* _EXERCISE INPUT_
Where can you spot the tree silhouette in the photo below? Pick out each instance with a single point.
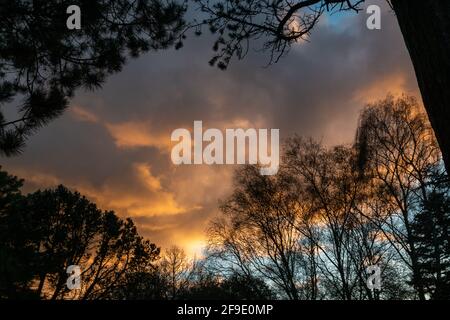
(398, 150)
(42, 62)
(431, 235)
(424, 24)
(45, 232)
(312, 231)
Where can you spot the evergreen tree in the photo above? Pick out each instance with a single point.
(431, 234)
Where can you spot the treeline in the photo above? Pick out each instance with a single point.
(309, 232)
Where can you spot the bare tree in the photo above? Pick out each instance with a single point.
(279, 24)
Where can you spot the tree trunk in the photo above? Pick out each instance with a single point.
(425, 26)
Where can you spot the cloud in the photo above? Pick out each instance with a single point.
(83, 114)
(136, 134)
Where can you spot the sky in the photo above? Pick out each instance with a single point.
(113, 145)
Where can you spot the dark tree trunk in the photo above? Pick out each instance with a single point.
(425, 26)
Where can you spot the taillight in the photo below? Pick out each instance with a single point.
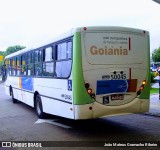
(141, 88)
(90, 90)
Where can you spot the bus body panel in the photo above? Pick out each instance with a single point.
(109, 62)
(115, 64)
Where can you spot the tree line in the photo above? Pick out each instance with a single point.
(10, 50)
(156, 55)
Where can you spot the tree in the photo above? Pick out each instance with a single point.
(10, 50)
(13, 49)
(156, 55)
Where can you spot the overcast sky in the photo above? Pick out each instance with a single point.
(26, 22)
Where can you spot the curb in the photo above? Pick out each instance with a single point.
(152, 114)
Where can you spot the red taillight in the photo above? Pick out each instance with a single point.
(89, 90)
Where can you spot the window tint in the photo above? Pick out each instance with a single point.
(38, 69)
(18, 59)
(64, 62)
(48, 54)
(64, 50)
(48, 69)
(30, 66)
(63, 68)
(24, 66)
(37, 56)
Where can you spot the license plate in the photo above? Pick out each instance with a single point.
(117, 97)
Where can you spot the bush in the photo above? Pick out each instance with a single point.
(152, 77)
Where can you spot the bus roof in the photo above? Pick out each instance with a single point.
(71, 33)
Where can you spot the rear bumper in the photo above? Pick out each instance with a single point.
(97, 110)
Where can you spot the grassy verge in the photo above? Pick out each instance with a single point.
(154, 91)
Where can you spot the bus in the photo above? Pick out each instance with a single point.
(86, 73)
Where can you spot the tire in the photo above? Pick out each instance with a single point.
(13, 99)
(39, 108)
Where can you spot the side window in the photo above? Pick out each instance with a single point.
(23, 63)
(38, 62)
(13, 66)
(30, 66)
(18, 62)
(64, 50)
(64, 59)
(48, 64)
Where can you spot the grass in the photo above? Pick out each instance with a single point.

---

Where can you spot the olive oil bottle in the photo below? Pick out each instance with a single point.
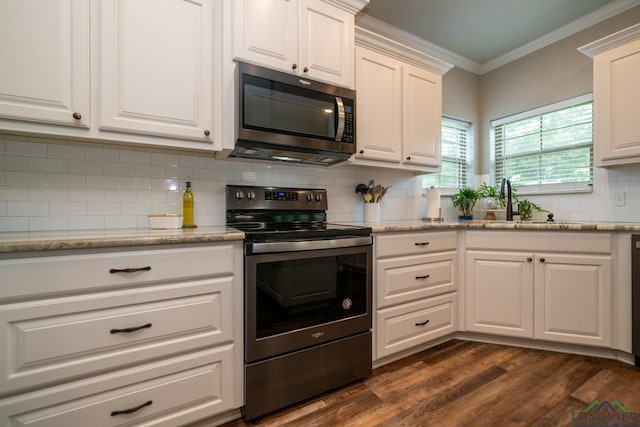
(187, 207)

---

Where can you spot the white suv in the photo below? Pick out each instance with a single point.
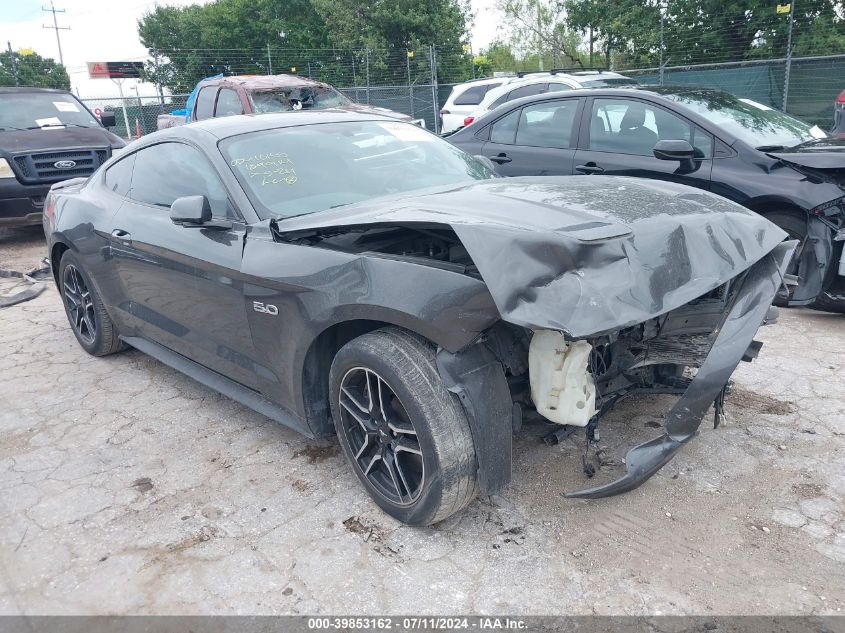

* _INSTRUCTIONS TO FOLLOW_
Turn the listing above into a numbered list, from the line containing "Where can you spot the bus in" up to and including the line containing "Where can you spot the grass in", leaving out any blank lines.

* _RESPONSE TO THE TASK_
1. Where can you spot the bus in the photo above? Pick out each instance with a single point.
2. (86, 73)
3. Where can you spot the tire in the photo above? Pick out each instance with a single point.
4. (13, 99)
5. (39, 108)
6. Where can you spot the side window in the photo above? Pick out each instance with a single point.
7. (23, 63)
8. (38, 62)
9. (13, 66)
10. (30, 66)
11. (18, 62)
12. (64, 50)
13. (64, 59)
14. (48, 64)
15. Where can you spot the grass in the photo above? Pick out each instance with a single point.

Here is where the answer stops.